* _Entries supplied_:
>> START
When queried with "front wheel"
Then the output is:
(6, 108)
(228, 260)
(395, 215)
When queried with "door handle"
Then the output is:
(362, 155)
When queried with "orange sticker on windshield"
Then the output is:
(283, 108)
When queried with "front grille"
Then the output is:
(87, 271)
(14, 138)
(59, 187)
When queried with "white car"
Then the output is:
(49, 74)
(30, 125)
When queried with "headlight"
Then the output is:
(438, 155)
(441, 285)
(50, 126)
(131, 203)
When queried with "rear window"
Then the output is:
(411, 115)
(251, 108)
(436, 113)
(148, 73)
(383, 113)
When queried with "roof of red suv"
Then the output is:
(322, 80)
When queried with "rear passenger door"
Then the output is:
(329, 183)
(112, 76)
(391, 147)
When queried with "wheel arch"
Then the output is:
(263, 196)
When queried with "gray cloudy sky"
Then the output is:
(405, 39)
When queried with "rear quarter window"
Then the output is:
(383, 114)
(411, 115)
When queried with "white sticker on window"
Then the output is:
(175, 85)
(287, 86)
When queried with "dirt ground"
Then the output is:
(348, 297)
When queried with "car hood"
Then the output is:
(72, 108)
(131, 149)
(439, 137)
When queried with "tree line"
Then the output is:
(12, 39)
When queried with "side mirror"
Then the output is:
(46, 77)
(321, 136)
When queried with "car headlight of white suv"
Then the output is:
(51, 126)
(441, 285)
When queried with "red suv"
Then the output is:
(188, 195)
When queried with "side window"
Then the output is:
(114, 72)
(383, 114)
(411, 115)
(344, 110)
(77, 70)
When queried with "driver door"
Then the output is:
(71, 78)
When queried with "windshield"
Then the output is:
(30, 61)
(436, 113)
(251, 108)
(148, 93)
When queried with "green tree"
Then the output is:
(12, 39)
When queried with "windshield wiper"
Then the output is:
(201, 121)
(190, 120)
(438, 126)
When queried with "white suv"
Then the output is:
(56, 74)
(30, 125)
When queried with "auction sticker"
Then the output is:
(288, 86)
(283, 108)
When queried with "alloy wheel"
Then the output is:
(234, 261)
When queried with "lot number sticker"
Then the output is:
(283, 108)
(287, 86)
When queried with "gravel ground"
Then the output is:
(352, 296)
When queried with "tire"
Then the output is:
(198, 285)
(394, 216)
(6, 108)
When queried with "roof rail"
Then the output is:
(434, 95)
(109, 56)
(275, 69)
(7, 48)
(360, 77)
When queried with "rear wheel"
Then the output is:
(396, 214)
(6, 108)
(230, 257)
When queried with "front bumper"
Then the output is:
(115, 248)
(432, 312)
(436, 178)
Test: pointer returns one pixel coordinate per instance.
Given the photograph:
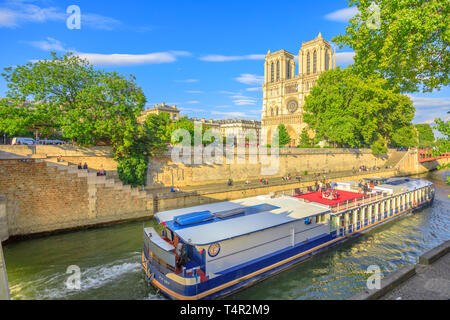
>> END
* _Direction_: How many lines of the data above contain the string "sticker" with matching case? Give only the number.

* _Problem solution_: 4